Input material:
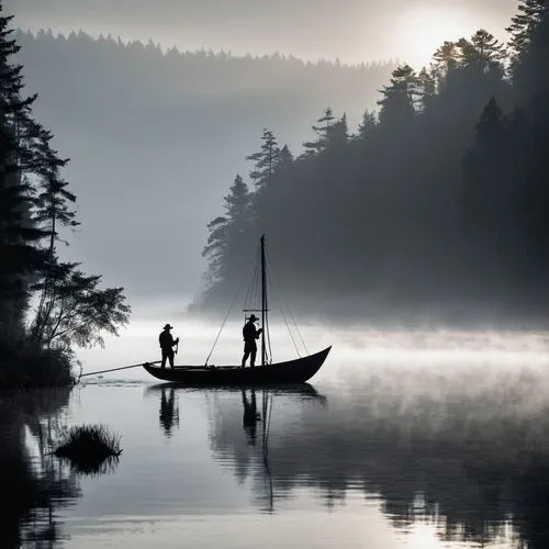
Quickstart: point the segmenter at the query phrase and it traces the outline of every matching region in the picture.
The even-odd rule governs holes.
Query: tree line
[[[68,160],[33,116],[12,16],[0,4],[0,386],[68,384],[74,346],[102,344],[128,321],[122,288],[63,260],[59,243],[79,225]]]
[[[261,234],[311,314],[403,323],[547,317],[549,16],[519,0],[500,43],[399,66],[349,132],[327,108],[296,156],[268,128],[209,224],[204,292],[228,303]]]

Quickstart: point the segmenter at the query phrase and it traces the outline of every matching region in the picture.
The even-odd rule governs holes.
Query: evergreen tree
[[[418,83],[417,75],[410,65],[400,66],[393,71],[390,86],[383,87],[383,98],[378,101],[381,126],[399,126],[414,117],[414,104],[419,96]]]
[[[244,249],[244,243],[247,242],[250,202],[248,186],[237,175],[229,193],[224,198],[225,214],[208,224],[210,235],[202,257],[209,261],[206,281],[210,290],[215,284],[226,282],[232,266],[240,259],[242,255],[237,250]]]
[[[511,33],[508,47],[512,72],[528,52],[531,37],[547,14],[548,7],[548,0],[518,0],[518,13],[513,16],[511,25],[506,29]]]
[[[325,150],[329,146],[329,139],[335,120],[336,117],[334,116],[332,108],[328,107],[324,111],[323,116],[316,121],[316,124],[313,124],[313,131],[317,135],[316,141],[303,143],[303,146],[305,147],[305,152],[303,154],[304,157],[312,157],[315,154]]]
[[[43,261],[37,244],[44,236],[31,223],[31,189],[22,171],[29,159],[24,128],[35,97],[22,97],[22,67],[10,63],[19,51],[11,19],[0,15],[0,346],[22,337],[29,281]]]
[[[246,160],[255,163],[254,170],[250,171],[249,177],[254,181],[256,190],[260,190],[270,183],[280,155],[277,139],[271,131],[265,130],[261,141],[261,149],[246,157]]]

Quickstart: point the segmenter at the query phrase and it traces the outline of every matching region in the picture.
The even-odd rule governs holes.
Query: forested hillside
[[[16,40],[35,110],[71,159],[86,226],[72,254],[133,300],[198,291],[208,220],[266,125],[298,146],[329,104],[356,126],[394,68],[163,52],[81,32]]]
[[[249,177],[227,181],[225,211],[210,224],[194,309],[232,300],[266,233],[276,281],[302,312],[547,318],[547,5],[520,0],[506,45],[480,30],[442,44],[419,72],[401,65],[358,131],[327,109],[315,139],[288,150],[266,124]]]

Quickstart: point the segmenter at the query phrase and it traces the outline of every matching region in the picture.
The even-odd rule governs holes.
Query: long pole
[[[265,276],[265,235],[261,236],[261,366],[265,366],[265,330],[267,322],[267,277]]]

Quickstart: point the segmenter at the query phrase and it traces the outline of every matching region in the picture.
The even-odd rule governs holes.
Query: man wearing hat
[[[161,332],[160,336],[158,337],[160,349],[163,349],[163,368],[166,368],[166,359],[170,361],[170,366],[171,368],[173,368],[172,347],[179,343],[179,337],[177,339],[173,339],[170,334],[170,329],[173,329],[173,326],[166,324],[166,326],[164,326],[164,332]]]
[[[248,357],[250,357],[249,366],[256,366],[256,339],[259,338],[259,335],[264,330],[264,328],[256,329],[256,325],[254,323],[257,321],[259,321],[259,318],[255,314],[251,314],[242,330],[242,335],[244,337],[244,357],[242,358],[243,368],[246,366],[246,360],[248,359]]]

Set problem: Present every line above as a Markdown table with a "No." column for the row number and a "Text" column for the line, skipping blank lines. Leave the picture out.

Written response:
| No. | Text |
|---|---|
| 1 | Quickstart: point the segmenter at the query phrase and it traces the outline of every matching region in the picture. |
| 2 | The even-odd rule governs holes. |
| 3 | Query: tree line |
| 4 | [[[68,160],[33,116],[12,16],[0,4],[0,386],[68,384],[74,346],[102,344],[128,321],[122,288],[63,260],[59,243],[79,225]]] |
| 5 | [[[261,234],[311,314],[403,323],[547,317],[549,16],[519,0],[500,43],[399,66],[349,132],[327,108],[296,156],[268,128],[209,224],[204,292],[228,303]]] |
| 6 | Quickstart: point the segmenter at the query phrase and it traces the outline of every matching region in the picture. |
| 7 | The even-odd rule governs holes. |
| 8 | Query: evergreen tree |
| 9 | [[[418,83],[417,75],[410,65],[400,66],[393,71],[390,86],[383,87],[383,98],[378,101],[381,126],[399,126],[414,117],[414,104],[419,96]]] |
| 10 | [[[244,249],[244,243],[247,242],[250,202],[248,186],[237,175],[229,193],[224,198],[225,214],[208,224],[210,235],[202,257],[209,261],[206,281],[210,290],[215,284],[226,282],[232,266],[240,259],[242,255],[237,250]]] |
| 11 | [[[511,33],[508,47],[512,72],[528,52],[531,37],[547,14],[548,7],[548,0],[518,0],[518,13],[513,16],[511,25],[506,29]]] |
| 12 | [[[325,150],[329,146],[329,139],[335,120],[336,117],[334,116],[332,108],[328,107],[324,111],[323,116],[316,121],[316,124],[313,124],[313,131],[317,135],[316,141],[303,143],[303,146],[305,147],[305,152],[303,154],[304,157],[312,157],[315,154]]] |
| 13 | [[[43,261],[37,244],[44,236],[31,223],[31,189],[22,171],[29,159],[24,128],[35,97],[22,97],[22,67],[10,63],[19,51],[11,19],[0,15],[0,346],[22,337],[29,281]]] |
| 14 | [[[246,160],[255,163],[254,170],[250,171],[249,177],[254,181],[256,190],[260,190],[270,183],[280,155],[277,139],[271,131],[265,130],[261,141],[261,149],[246,157]]] |
| 15 | Quickstart: point the segmenter at the query phrase and it traces the outline of every matching region in the picture. |
| 16 | The even-odd rule governs holes. |
| 17 | Query: forested hillside |
| 18 | [[[16,40],[35,110],[71,159],[86,226],[72,254],[133,300],[198,291],[208,220],[266,125],[298,146],[329,104],[356,126],[394,68],[163,52],[81,32]]] |
| 19 | [[[249,177],[227,181],[225,211],[210,224],[194,309],[232,300],[266,233],[276,281],[302,312],[547,318],[547,5],[520,0],[506,45],[480,30],[442,44],[419,72],[401,65],[358,131],[327,109],[315,139],[288,150],[266,124]]] |
| 20 | Quickstart: point the segmenter at the query phrase and it traces the outline of every matching region in the picture. |
| 21 | The even-odd rule governs holes. |
| 22 | Query: long pole |
| 23 | [[[265,276],[265,235],[261,236],[261,366],[265,366],[265,330],[267,322],[267,277]]] |
| 24 | Quickstart: point the segmenter at the query phrase and it traces the outline of every matching region in the picture. |
| 25 | The even-odd rule governs holes. |
| 26 | Query: man wearing hat |
| 27 | [[[161,332],[160,336],[158,337],[160,349],[163,349],[163,368],[166,368],[166,359],[170,361],[170,366],[171,368],[173,368],[172,347],[179,343],[179,337],[177,339],[173,339],[170,334],[170,329],[173,329],[173,326],[166,324],[166,326],[164,326],[164,332]]] |
| 28 | [[[248,357],[250,357],[249,366],[256,366],[256,339],[259,338],[259,335],[264,330],[264,328],[256,329],[256,325],[254,323],[257,321],[259,321],[259,318],[255,314],[251,314],[242,330],[242,335],[244,337],[244,357],[242,358],[243,368],[246,366],[246,360],[248,359]]] |